--- GIVEN TEXT ---

Imagine you are working with a simple von Mises distribution.
Is there any reason not to do it this way routinely ?

This thread started with a suggestion for the manual. This version is better, but maybe it is too long. Maybe it is overkill for just fitting to circular data, when convergence is not an issue and you don’t mind unwrapping your posteriors. If this is going into part of a model with more terms, then I think it is important.

3 Likes

Thanks for bringing this back up – I think I was wrong about the Jacobian stuff. You don’t need it here. If you have a random variable that lives on a unit circle, then you can map little arclengths there directly onto 0 to 2*pi or whatever range atan2 uses.

I think it’s completely fine to just say mu ~ von_mises(3, 1) even when mu is a transformed variable here, cause you’re just mapping in line wrapped around a circle in 2D to one stretched out on one axis. The arclengths are arclengths. What you have coded up here is the same thing.

Hope I finally got it straight in my head this time… If not oh well :D. What you’re doing seems good to me.

Incorrect. You can map little arclenghts onto the interval [0, 2pi] locally, but the transformations that we’re talking about here are global. Again, the problem is that the transform from an interval to a circle is not 1-1 and it can’t be because the topologies are different. In fact if you tried to calculate the Jacobian you’d find that you get an infinite sum of terms which cannot be evaluated – again, a manifestation of the topological problems.

You can embed the circle in R^{n + 1} but then you have the problem of trying to map R^{n} -> R^{n+ 1}, which is also not 1-1 and hence doesn’t admit a clean transformation between densities.

Circles are hard.

1 Like

Thanks for stepping in. One of these days I’m gonna know what a topology is haha.

As someone who had a rigorous education but not much formal mathematics, I’d highly recommend John Lee’s “Topological Manifolds”. It gets really complicated after a few chapters, but the first few are comprehensive and carefully explain all of the concepts.

The basic idea is you have a space of points and then you endow it with more structure by defining “what sets of points are open”? Then after you work with this structure you see what the different possible assignments of open sets, or topologies, manifest as what we would think of as different shapes. So torii, spheres, and real numbers end up being spaces defined by different topologies.

---

» **DIRECTIVE A**: In the forum thread on fitting circular data, why can't the transform from an interval to a circle be 1-1?
» **DIRECTIVE B**: Carry on the forum thread on fitting circular data from the point where it stops.
The data after this point come from a separate source.

--- DATA SEGMENT ---

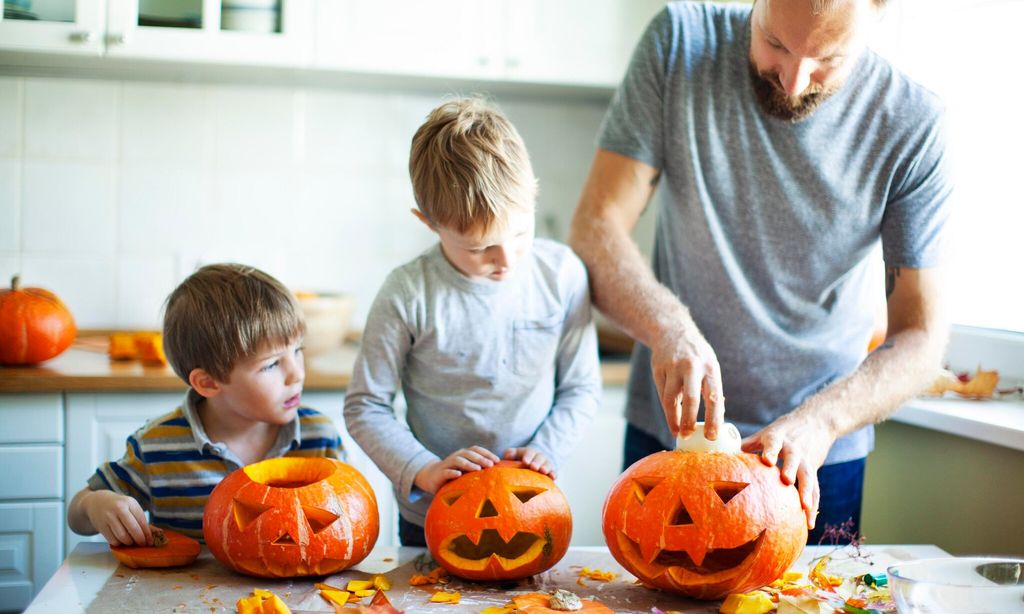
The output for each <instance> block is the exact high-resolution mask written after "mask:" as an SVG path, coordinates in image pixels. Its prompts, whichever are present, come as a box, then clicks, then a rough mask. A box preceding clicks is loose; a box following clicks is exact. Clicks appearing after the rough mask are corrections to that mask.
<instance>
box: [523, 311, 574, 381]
mask: <svg viewBox="0 0 1024 614" xmlns="http://www.w3.org/2000/svg"><path fill="white" fill-rule="evenodd" d="M563 319H564V318H563V315H562V314H560V313H556V314H554V315H550V316H547V317H543V318H538V319H520V320H514V321H513V322H512V370H513V372H515V374H516V375H517V376H536V375H539V374H540V372H541V371H543V370H544V369H545V368H553V365H554V362H555V355H556V354H557V352H558V341H559V340H560V339H561V334H562V321H563Z"/></svg>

---

» **RESPONSE AREA A**: Because the topologies of the interval and the circle are different.

» **RESPONSE AREA B**:
There’s a lot of rigorous math you can do with topology, but there’s also lots of concepts that you can take away an apply more informally. The relevant notion here is that probability distributions are almost always defined by a space’s topology. If you want to map a distribution from one space to another then you also need to map the corresponding topologies. If the topologies are inconsistent (sphere vs real numbers, etc) then you can’t (usually) construct such a map and hence can’t map distributions back and forth as you might naively expect that you could.

The really cool thing is that, like measure theory itself, all of these formal math concepts help to identify what would otherwise be really subtle pathologies in your analysis/algorithms that would take forever to find if ever found at all!

2 Likes

I’d recommend starting where @betanalpha pointed me, with John Baez an Javier P. Muniain’s Gauge Fields, Knots and Gravity, which sounds like it’s going to be even more hairy, but starts with a lovely introduction to smooth manifolds. It does presuppose you know a bit of algebra and analysis before you start.

2 Likes

Good - one needs a correction, but one question has not been answered.
By moving the transformation to the right hand side (in von_mises_prior_lpdf()), does the problem go away ?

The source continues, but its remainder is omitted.